* WORK REQUEST *
Retype every record that appears below, unchanged.

::: DATA SUPPLIED

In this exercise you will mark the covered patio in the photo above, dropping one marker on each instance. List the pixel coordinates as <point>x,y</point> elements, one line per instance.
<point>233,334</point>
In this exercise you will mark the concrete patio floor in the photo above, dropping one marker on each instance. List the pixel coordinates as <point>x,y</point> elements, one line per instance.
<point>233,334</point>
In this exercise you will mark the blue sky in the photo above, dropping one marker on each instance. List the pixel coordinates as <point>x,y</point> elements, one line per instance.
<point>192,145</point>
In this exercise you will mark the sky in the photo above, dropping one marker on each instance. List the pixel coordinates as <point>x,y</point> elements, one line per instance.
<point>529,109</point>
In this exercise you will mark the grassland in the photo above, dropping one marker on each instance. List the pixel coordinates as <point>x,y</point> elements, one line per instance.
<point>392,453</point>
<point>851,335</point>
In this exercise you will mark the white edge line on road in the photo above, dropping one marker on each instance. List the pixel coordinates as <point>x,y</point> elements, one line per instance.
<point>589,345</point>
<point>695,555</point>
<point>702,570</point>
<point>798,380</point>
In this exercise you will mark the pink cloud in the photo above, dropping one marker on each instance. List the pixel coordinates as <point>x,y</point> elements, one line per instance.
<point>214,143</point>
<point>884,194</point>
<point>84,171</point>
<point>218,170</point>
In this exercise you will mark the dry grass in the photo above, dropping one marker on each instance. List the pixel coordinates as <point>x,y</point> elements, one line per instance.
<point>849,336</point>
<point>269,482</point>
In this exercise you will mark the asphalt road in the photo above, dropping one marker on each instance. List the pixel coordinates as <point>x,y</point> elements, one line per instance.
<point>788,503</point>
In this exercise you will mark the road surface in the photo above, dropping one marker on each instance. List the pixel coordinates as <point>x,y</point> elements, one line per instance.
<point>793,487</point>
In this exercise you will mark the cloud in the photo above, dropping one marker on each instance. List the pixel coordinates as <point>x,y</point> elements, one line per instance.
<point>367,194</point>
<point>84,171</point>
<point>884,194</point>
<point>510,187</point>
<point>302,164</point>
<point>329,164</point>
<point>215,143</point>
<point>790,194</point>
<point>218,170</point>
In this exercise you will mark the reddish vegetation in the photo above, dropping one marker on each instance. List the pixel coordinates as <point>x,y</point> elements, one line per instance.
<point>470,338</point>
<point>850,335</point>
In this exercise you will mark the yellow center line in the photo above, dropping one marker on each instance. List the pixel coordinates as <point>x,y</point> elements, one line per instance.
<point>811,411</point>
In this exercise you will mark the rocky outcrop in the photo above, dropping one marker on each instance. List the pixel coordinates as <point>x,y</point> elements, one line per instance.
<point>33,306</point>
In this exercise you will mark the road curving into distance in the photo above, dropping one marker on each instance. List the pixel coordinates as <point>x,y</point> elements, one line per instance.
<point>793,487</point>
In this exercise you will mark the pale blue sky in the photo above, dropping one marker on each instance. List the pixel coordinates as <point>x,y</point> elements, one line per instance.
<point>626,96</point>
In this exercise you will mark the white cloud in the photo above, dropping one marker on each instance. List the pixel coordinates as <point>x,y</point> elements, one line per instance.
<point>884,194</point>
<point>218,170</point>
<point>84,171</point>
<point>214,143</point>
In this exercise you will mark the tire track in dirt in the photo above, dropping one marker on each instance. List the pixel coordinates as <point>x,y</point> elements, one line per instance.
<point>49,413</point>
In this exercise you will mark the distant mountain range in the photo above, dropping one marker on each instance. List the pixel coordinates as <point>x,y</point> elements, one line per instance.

::::::

* FINAL ANSWER *
In this exercise you will mark the covered patio in the photo above, dropping one marker on each instance. List the pixel coordinates as <point>x,y</point> elements, one line per instance.
<point>233,334</point>
In this exercise you will mark the concrete patio floor in the photo above, dropping one marker on each instance. List the pixel coordinates as <point>x,y</point> elements, one line per instance.
<point>233,334</point>
In this exercise you will mark the blue sky in the photo above, dropping one marker on each instance. List the pixel coordinates as <point>x,y</point> elements, one line per instance.
<point>192,145</point>
In this exercise you will mark the sky in the photo above, dropping one marker on each instance. List the pixel coordinates as <point>x,y</point> elements, one line per instance.
<point>529,109</point>
In this exercise you will mark the grassland in the photo above, dropping one marker on each instance. List the pixel coordinates as <point>x,y</point> elements, one line per instance.
<point>392,453</point>
<point>851,335</point>
In this exercise you will mark the white edge line on road in the photo above, dropping one marker on each instance. List the pixel coordinates as <point>x,y</point> elements, one line per instance.
<point>589,345</point>
<point>695,555</point>
<point>702,570</point>
<point>798,380</point>
In this exercise you will mark the pink cloud in the photo above, dropping one marker on each instance. List the pixel coordinates as <point>x,y</point> elements, one line per instance.
<point>214,143</point>
<point>884,194</point>
<point>84,171</point>
<point>218,170</point>
In this exercise you will mark the dry grass in the photo above, dropping one marker on each instance. List the pixel coordinates as <point>x,y</point> elements, one line per instance.
<point>849,336</point>
<point>269,482</point>
In this exercise you will mark the asphalt road in the photo above, dropping one marker on each instance. List the pixel coordinates as <point>x,y</point> elements, one line per instance.
<point>788,503</point>
In this exercise you will mark the road surface in the photo above, dropping one marker on each instance. List the pixel coordinates as <point>x,y</point> elements, one line per instance.
<point>793,487</point>
In this exercise you will mark the cloud in the photo above, dropping one marker on each instance. List the pixel coordinates as <point>x,y</point> elements, one line per instance.
<point>367,194</point>
<point>84,171</point>
<point>884,194</point>
<point>510,187</point>
<point>302,164</point>
<point>329,164</point>
<point>215,143</point>
<point>790,194</point>
<point>218,170</point>
In this exercise you will mark the reddish vegetation in the photo above, dropping one marker on each instance. List the pixel coordinates as <point>x,y</point> elements, one line per instance.
<point>470,338</point>
<point>850,335</point>
In this exercise you will mark the yellow center line in the photo above, dropping one marker on each instance. List the pixel coordinates as <point>x,y</point> elements, one line per instance.
<point>811,411</point>
In this exercise you will mark the rocky outcrop in the photo above, dropping one marker on each instance. List the pixel coordinates as <point>x,y</point> elements, one line per instance.
<point>33,306</point>
In this exercise you will mark the road curving into distance in the photo above, dropping one marker on each instance. List the pixel coordinates as <point>x,y</point> elements, one line per instance.
<point>793,487</point>
In this exercise you will mark the pale blue sky in the photo above, dropping one marker on each instance. List the pixel coordinates as <point>x,y</point> elements, one line per instance.
<point>626,96</point>
In this exercise you will mark the white cloud in the photo above, dropping one marker on each instance. List the pixel coordinates as <point>x,y</point> elements, one line per instance.
<point>884,194</point>
<point>218,170</point>
<point>84,171</point>
<point>214,143</point>
In this exercise you will mark the tire track in dirt in the photo above, dropping one marker on each instance. List the pixel coordinates as <point>x,y</point> elements, one line per instance.
<point>49,413</point>
In this exercise you will mark the distant mountain range in the photo above, dropping one marker on each instance. List the pixel coordinates as <point>x,y</point> elements, one line per instance.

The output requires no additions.